What you will do: Go through the records below and set each one down exactly, leaving out any pictures.

The data:
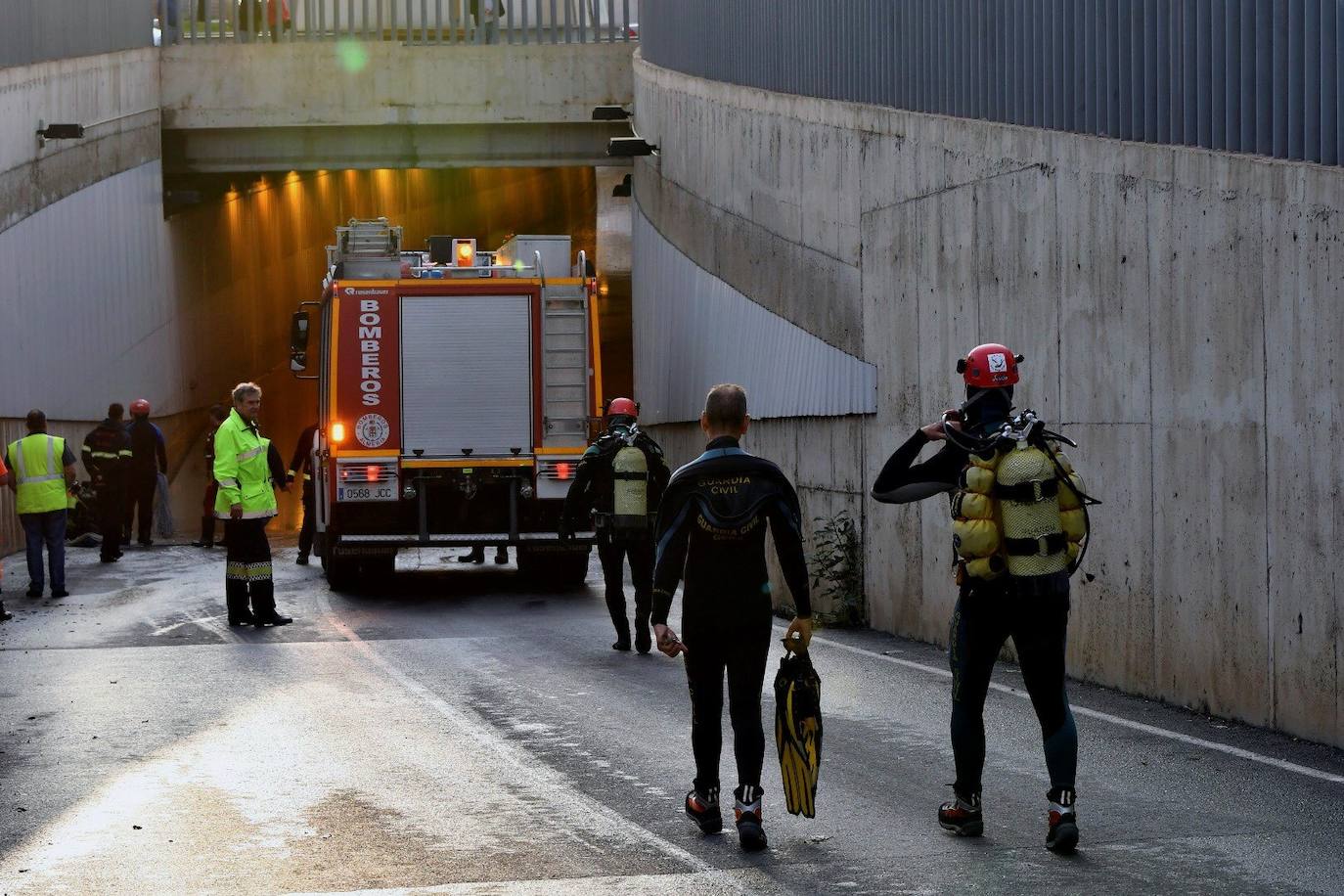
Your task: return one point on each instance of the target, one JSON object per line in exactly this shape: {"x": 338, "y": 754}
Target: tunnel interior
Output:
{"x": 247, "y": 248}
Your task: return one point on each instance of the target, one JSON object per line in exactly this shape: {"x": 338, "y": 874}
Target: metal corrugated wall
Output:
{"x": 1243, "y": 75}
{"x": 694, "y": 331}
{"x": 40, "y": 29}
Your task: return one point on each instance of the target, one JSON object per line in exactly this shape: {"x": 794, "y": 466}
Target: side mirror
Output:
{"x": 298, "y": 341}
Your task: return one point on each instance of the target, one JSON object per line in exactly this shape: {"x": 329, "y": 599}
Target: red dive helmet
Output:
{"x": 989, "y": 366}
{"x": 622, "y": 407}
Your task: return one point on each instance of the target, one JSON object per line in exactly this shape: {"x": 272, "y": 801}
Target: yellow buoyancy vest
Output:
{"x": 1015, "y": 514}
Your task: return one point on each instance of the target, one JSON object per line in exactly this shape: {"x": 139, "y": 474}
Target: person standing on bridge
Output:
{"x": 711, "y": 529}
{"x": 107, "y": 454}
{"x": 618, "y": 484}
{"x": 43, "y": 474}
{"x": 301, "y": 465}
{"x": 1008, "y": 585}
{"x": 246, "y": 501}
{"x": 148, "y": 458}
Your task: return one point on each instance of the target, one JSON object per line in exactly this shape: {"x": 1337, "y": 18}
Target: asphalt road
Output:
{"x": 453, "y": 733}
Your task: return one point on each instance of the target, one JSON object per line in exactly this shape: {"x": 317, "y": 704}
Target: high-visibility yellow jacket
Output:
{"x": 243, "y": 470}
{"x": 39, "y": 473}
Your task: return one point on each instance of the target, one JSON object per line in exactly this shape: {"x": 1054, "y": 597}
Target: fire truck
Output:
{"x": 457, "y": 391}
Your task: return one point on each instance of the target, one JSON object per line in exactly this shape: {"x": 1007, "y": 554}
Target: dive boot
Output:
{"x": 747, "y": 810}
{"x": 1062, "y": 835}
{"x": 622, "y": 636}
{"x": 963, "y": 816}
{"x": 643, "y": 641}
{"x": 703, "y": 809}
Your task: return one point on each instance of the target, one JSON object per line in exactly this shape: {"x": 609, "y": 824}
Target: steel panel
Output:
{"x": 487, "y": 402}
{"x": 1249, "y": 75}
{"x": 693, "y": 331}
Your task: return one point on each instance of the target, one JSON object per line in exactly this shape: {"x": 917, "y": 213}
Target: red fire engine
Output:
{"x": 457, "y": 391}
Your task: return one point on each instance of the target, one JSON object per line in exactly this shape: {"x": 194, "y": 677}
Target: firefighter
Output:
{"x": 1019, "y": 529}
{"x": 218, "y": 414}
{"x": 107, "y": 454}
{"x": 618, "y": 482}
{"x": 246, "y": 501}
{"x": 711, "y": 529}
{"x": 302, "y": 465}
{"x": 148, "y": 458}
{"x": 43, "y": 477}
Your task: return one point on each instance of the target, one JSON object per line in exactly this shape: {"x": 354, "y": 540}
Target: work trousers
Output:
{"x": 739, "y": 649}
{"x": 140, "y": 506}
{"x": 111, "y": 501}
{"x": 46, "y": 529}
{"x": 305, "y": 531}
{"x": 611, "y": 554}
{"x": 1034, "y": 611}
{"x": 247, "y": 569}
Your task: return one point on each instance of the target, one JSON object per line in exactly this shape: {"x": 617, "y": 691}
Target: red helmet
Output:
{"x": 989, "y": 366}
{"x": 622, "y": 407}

Exercise answer:
Your task: return one point on each instance of the target, one JSON object per line in exactly this shape: {"x": 338, "y": 754}
Target: tunnel interior
Output:
{"x": 247, "y": 248}
Your task: return one point on each instance of the target, one JSON object per line in exactly this shape: {"x": 338, "y": 874}
Target: metal corrugated wall
Output:
{"x": 1243, "y": 75}
{"x": 694, "y": 331}
{"x": 40, "y": 29}
Your task: return one point on each instance of the target, one JSON object per line in exactly this shape: {"x": 794, "y": 466}
Target: side mirror
Output:
{"x": 298, "y": 341}
Your task: return one point on each instance of the target, one JSON object per line in exactly this shape: {"x": 329, "y": 599}
Target: red dive helmet
Output:
{"x": 989, "y": 366}
{"x": 622, "y": 407}
Your task: return one point on each instance of the target, one JSON object per line in exactly this shape: {"x": 272, "y": 801}
Target: yellow buoyancy vest
Output:
{"x": 1015, "y": 514}
Your task: return one point on each instance of the target, one JSON object per line in exactly this shape: {"x": 139, "y": 474}
Target: person standing on bridge
Output:
{"x": 711, "y": 529}
{"x": 107, "y": 454}
{"x": 618, "y": 484}
{"x": 43, "y": 474}
{"x": 301, "y": 465}
{"x": 1008, "y": 585}
{"x": 246, "y": 501}
{"x": 148, "y": 458}
Your task: return one point on each instance of the target, one JSON object per line in exactly this shape: {"x": 1337, "y": 18}
Target: asphalt road
Output:
{"x": 453, "y": 733}
Your task: return one point on each instance of the target, one JSON object per line in exactly this shape: {"x": 317, "y": 704}
Target: high-visibility yellow jacket
Output:
{"x": 243, "y": 470}
{"x": 39, "y": 473}
Your task: return one point on each instance of the target, one JSON object per line in exactly this shape: {"x": 1054, "y": 597}
Target: fire truck
Output:
{"x": 457, "y": 391}
Your task: return one point on each instance of the target, one JSON object per line in exactly this shape: {"x": 1007, "y": 554}
Target: dive boot
Output:
{"x": 747, "y": 810}
{"x": 1062, "y": 835}
{"x": 622, "y": 636}
{"x": 963, "y": 816}
{"x": 643, "y": 641}
{"x": 703, "y": 809}
Your task: return one point on each instance of the target, one JSON object per line in exactly this shape: {"x": 609, "y": 824}
Target: steel panel
Output:
{"x": 487, "y": 402}
{"x": 1249, "y": 75}
{"x": 693, "y": 331}
Your task: return one point on each instance of the target, one JSON object per line in exactly this shape: {"x": 917, "y": 213}
Target: red fire engine
Output:
{"x": 457, "y": 391}
Your task: return one point on each instance of the target, one JSON object per line in exactly this shape: {"x": 194, "y": 677}
Target: firefighter
Output:
{"x": 1019, "y": 529}
{"x": 218, "y": 414}
{"x": 107, "y": 454}
{"x": 618, "y": 482}
{"x": 246, "y": 501}
{"x": 711, "y": 529}
{"x": 302, "y": 465}
{"x": 148, "y": 458}
{"x": 43, "y": 477}
Your task: return one point on each instance of the target, one JSON object per line in exactly this shape: {"x": 354, "y": 540}
Target: work trousers
Output:
{"x": 739, "y": 649}
{"x": 140, "y": 506}
{"x": 111, "y": 501}
{"x": 46, "y": 529}
{"x": 305, "y": 531}
{"x": 611, "y": 554}
{"x": 1034, "y": 611}
{"x": 247, "y": 569}
Your task: return one point on each instance of the target, one JSON object per line in exactly this shape: {"x": 617, "y": 691}
Target: red helmet
Output:
{"x": 989, "y": 366}
{"x": 622, "y": 407}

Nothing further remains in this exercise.